WHAT IS REQUIRED:
In the passage about giving up diet soda, what does the writer now keep on the desk all day in place of a can of Diet Dr. Pepper?

PROVIDED TEXT:
Okay. Except last Tuesday when we had an emergency Chinese take out night. But that one doesn’t count. Everyone knows that you have to have Diet Coke with Chinese food. It’s, like, the law.
Other than that one time, though, I haven’t cheated at all. Even better than not drinking the soda is that I am drinking so much more water instead. Now, I have a big glass of water on my desk all day instead of a can of Diet Dr. Pepper. At dinner, I drink another glass of water instead of tea or another Diet Dr. Pepper. And at night when I start to crave a late night snack, I pour myself another glass of water.
At first, I was pretty miserable. Especially around 2:00 in the afternoon. I’d hit the wall and start to really miss that caffeine. But that lasted about a week (which felt like the longest week of my life, incidentally). Now, I actually seem to have more energy now than I used to have drinking my afternoon diet soda.
I’ve also stopped eating sweets.

SUPPLIED ENTRIES:
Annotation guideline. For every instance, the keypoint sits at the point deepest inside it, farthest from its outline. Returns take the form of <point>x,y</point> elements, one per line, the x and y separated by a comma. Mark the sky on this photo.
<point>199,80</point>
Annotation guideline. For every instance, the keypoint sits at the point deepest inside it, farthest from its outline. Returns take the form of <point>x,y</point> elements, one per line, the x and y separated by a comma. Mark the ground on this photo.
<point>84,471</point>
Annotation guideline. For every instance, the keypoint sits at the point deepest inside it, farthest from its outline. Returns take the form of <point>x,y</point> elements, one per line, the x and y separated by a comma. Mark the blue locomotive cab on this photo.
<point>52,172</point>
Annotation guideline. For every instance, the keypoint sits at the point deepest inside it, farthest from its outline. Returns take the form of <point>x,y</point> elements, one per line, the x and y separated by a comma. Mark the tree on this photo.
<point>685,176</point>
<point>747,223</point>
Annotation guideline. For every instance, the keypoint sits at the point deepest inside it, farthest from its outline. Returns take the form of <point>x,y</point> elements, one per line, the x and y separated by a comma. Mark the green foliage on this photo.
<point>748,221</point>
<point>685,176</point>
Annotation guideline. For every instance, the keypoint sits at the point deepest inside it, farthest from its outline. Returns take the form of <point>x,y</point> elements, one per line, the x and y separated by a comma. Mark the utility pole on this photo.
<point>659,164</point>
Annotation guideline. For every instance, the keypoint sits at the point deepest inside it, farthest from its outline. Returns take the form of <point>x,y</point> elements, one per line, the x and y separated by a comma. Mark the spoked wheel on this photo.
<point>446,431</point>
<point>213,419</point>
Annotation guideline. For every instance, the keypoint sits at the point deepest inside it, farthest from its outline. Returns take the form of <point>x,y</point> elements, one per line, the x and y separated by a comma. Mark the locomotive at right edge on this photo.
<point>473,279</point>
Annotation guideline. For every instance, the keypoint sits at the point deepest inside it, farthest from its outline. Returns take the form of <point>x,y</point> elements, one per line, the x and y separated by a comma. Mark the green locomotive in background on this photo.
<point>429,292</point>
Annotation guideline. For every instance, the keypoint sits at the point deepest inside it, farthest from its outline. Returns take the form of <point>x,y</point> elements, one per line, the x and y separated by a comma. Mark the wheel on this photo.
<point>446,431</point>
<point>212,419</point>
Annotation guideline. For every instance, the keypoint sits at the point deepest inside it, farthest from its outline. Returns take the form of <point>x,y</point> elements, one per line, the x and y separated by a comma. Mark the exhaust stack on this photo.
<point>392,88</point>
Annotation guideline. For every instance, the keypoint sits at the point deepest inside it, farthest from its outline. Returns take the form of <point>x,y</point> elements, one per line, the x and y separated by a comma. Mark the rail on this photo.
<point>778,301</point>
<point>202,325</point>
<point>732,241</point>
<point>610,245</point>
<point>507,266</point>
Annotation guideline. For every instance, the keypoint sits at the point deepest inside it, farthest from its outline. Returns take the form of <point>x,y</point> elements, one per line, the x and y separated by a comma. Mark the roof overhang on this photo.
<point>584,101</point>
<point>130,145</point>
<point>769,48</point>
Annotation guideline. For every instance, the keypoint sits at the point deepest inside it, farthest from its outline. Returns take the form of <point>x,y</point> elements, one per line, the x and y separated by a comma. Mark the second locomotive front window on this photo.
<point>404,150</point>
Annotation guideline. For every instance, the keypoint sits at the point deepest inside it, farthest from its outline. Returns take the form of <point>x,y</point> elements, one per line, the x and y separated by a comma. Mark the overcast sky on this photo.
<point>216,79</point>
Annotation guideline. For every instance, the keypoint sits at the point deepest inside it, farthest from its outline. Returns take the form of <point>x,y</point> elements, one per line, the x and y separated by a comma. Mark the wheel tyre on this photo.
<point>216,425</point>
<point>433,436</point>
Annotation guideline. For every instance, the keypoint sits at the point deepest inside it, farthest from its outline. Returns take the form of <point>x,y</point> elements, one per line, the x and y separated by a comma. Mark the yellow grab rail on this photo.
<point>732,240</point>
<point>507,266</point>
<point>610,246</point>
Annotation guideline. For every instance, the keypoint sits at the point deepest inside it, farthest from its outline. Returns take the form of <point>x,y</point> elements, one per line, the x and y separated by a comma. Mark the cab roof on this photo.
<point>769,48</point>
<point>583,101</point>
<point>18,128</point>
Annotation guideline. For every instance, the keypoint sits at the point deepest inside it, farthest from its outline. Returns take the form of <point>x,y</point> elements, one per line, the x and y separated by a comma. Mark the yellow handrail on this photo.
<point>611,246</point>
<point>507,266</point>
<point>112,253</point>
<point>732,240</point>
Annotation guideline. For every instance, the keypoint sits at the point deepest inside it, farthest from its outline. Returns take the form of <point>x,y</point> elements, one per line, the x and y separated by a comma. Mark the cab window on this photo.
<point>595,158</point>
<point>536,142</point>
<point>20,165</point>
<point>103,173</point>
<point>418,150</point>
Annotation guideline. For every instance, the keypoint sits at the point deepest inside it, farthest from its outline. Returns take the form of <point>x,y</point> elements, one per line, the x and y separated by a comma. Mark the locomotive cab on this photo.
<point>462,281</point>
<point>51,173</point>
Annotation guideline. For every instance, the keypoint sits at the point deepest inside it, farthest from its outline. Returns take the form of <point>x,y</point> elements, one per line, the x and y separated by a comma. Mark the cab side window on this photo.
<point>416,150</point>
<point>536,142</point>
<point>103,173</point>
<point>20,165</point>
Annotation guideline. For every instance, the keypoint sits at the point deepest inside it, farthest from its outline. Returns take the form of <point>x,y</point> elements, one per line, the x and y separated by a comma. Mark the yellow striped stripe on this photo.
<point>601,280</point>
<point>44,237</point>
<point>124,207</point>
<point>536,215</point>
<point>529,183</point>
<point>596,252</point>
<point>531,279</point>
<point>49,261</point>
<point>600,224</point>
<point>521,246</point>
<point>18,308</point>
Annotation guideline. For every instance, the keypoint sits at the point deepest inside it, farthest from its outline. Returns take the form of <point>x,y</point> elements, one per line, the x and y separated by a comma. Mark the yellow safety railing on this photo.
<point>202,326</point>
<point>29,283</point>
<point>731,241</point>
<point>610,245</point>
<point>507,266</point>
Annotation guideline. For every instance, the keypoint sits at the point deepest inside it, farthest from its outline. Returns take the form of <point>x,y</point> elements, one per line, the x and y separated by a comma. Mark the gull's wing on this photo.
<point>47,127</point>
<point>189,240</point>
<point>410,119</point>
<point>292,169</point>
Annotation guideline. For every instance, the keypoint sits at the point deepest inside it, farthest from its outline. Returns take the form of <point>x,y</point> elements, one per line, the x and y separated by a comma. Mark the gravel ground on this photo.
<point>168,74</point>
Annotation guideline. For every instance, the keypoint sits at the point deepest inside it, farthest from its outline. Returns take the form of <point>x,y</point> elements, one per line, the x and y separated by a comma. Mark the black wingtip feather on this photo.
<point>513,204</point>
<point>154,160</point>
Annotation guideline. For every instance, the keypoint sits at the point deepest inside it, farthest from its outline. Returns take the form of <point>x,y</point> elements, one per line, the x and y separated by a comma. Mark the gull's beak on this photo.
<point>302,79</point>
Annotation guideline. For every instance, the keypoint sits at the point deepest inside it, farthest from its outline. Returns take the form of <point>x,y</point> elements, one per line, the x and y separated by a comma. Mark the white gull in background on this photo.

RESULT OF THIS EXERCISE:
A big glass of water.